BEGIN
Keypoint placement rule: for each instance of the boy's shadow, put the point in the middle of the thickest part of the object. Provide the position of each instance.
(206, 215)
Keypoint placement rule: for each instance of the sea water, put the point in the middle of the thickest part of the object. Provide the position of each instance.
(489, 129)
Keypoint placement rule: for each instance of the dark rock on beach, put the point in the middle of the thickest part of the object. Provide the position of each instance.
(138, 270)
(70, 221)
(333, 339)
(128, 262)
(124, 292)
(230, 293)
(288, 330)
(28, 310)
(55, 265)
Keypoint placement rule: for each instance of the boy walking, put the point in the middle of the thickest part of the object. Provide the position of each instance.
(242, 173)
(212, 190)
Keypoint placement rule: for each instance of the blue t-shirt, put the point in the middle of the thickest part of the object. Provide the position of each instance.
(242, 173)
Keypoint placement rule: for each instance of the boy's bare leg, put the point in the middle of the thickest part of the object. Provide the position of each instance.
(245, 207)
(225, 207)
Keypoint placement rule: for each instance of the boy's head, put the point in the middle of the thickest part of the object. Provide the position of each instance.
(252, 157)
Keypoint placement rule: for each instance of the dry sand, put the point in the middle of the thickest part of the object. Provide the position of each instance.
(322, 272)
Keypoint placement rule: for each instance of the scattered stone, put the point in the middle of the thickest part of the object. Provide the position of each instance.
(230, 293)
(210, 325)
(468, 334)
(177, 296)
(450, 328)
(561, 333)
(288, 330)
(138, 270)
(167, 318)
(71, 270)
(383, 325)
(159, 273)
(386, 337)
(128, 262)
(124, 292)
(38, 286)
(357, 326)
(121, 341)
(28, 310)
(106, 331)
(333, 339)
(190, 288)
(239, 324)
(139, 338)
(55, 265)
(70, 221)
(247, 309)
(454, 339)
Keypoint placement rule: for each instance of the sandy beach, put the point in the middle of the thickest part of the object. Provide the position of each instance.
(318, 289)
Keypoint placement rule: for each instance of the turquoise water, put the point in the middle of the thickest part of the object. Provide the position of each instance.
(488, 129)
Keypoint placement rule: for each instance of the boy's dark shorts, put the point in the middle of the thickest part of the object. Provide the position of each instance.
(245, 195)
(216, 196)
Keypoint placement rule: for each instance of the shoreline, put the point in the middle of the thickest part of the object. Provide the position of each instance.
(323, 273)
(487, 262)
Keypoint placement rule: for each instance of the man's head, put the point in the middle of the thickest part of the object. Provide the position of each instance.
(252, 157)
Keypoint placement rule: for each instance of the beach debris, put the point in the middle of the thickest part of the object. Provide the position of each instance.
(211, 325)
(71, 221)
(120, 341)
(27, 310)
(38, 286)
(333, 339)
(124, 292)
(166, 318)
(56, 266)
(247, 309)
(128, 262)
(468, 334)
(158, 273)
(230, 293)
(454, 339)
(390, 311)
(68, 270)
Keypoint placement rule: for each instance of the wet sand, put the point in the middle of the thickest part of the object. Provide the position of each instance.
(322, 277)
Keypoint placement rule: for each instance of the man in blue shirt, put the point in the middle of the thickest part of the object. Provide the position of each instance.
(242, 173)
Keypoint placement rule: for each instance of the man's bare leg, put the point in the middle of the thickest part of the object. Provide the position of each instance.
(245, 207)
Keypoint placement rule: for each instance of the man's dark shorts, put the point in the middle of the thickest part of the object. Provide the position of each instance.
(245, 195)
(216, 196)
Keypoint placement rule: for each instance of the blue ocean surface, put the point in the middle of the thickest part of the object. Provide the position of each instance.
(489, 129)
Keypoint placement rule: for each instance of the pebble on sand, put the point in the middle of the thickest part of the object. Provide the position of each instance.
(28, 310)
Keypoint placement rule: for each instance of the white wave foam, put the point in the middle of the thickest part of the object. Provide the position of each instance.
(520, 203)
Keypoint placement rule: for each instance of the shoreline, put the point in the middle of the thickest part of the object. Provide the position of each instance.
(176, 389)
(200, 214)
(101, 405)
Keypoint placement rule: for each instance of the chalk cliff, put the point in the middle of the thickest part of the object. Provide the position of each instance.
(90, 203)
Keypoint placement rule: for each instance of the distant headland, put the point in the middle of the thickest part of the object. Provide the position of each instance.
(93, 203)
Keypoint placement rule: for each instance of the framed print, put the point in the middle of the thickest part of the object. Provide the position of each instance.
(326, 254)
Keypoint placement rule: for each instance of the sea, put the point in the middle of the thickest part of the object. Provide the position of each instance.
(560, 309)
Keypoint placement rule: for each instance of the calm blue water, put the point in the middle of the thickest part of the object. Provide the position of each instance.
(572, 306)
END
**Task instructions:** Every piece of the data must be set down exactly. Omit nothing.

**Output below:**
Keypoint placement rule: for each instance of the boy's shadow, put the point in the middle of the thickest part of the object. Provide the position of each instance.
(206, 215)
Keypoint placement rule: for each instance of the sea water, put the point in the middle of the thickest part of the object. Provide the position of each instance.
(489, 129)
Keypoint placement rule: for each instance of the dark rock on beach, put the point in the middle of the thickest part of the object. Provide the position of each instance.
(138, 270)
(70, 221)
(333, 339)
(128, 262)
(124, 292)
(230, 293)
(288, 330)
(28, 310)
(55, 265)
Keypoint placement rule: for each instance of the boy walking, put the point in the middle of the thickest part of the object. Provide the position of each instance.
(242, 173)
(212, 190)
Keypoint placement rule: for each instance of the blue t-shirt, put the point in the middle of the thickest part of the object. Provide the position of each instance.
(242, 173)
Keypoint placement rule: for each instance of the boy's bare leg, put the point in the middle of the thickest part of the object. Provide the position of each instance.
(245, 207)
(225, 207)
Keypoint placement rule: for each instance of the boy's head, put the point in the middle of the thickest part of the object. Provide the position of each instance.
(252, 157)
Keypoint placement rule: for each instance of the dry sand, put the point in the middle of the thickest part of the object. Provide the position of each instance.
(322, 272)
Keypoint placement rule: for each instance of the scattered stone, put the point in the middle of the thickest part of the object. Provide the position of each instance.
(230, 293)
(210, 325)
(468, 334)
(177, 296)
(450, 328)
(561, 333)
(288, 330)
(138, 270)
(167, 318)
(71, 270)
(383, 325)
(159, 273)
(386, 337)
(128, 262)
(124, 292)
(38, 286)
(357, 326)
(121, 341)
(28, 310)
(106, 331)
(333, 339)
(190, 288)
(239, 324)
(139, 338)
(55, 265)
(70, 221)
(247, 309)
(454, 339)
Keypoint placement rule: for each instance of the sandy beach, put the point in the middle of the thickest part of the object. Provide the position of each instance.
(318, 289)
Keypoint placement rule: for each instance of the turquoise water, put the point in the middle of the thickest part of the object. Provide the position of each instance.
(488, 129)
Keypoint placement rule: for each instance of the boy's dark shorts, put the point in the middle of the thickest part of the object. Provide the position of each instance.
(245, 195)
(216, 196)
Keypoint placement rule: for each instance of the shoreline, put the point in the middle of the thickest part of the object. Provide the position of each instance.
(323, 273)
(487, 262)
Keypoint placement rule: for each instance of the man's head, put the point in the middle of the thickest part of the object. Provide the position of each instance.
(252, 157)
Keypoint placement rule: for each instance of the beach debris, put the point in the middle of the thickest part of the object. Provide the position of each instance.
(211, 325)
(71, 221)
(120, 341)
(27, 310)
(38, 286)
(333, 339)
(124, 292)
(166, 318)
(56, 266)
(247, 309)
(128, 262)
(468, 334)
(158, 273)
(230, 293)
(454, 339)
(390, 311)
(68, 270)
Keypoint placement rule: for each instance of the wet sand, put the point in the middle of the thickest part of the object. Provide the position of each instance.
(322, 277)
Keypoint placement rule: for each instance of the man in blue shirt, put the point in the middle of the thickest part of the object. Provide the position of each instance.
(242, 173)
Keypoint placement rule: for each instance of the man's bare leg, put the point in the middle of the thickest part of the object. Provide the position of each instance.
(245, 207)
Keypoint placement rule: for each instance of the man's dark shorts, put the point in the middle of the thickest part of the object. Provide the position of each instance.
(245, 195)
(216, 196)
Keypoint placement rule: for each instance of the blue ocean surface, put the point in the middle of the thickest part of the object. Provide the position of each instance.
(489, 129)
Keypoint placement rule: for each instance of the pebble on sand, put the point in the middle of the thickest part of the object. Provide the position of each instance.
(28, 310)
Keypoint placement rule: for each instance of the white wave foam, put the point in the middle of the thickest part of the object. Provide the position of each instance.
(520, 203)
Keypoint placement rule: for each instance of the shoreline, put the point in the middle of the thickest part of the object. Provide the position of each instance.
(176, 389)
(200, 214)
(101, 405)
Keypoint placement rule: for each instance of the chalk cliff, put the point in the middle of the thickest part of the object. Provide the position of each instance.
(90, 203)
Keypoint placement rule: for each instance of the distant headland, put the point in the middle of the thickest part of the object. Provide the position of each instance.
(93, 203)
Keypoint placement rule: for each instance of the framed print, put the point in the middle of the thickest part of the object. Provide the position of each instance.
(326, 254)
Keypoint placement rule: for each instance of the sea, put the point in the middle of the thickest part of the object. Provide the position of each instance.
(560, 309)
Keypoint placement rule: for each instance of the calm blue water, put the point in the middle of the thickest part of the object. Provide the position of each instance.
(572, 306)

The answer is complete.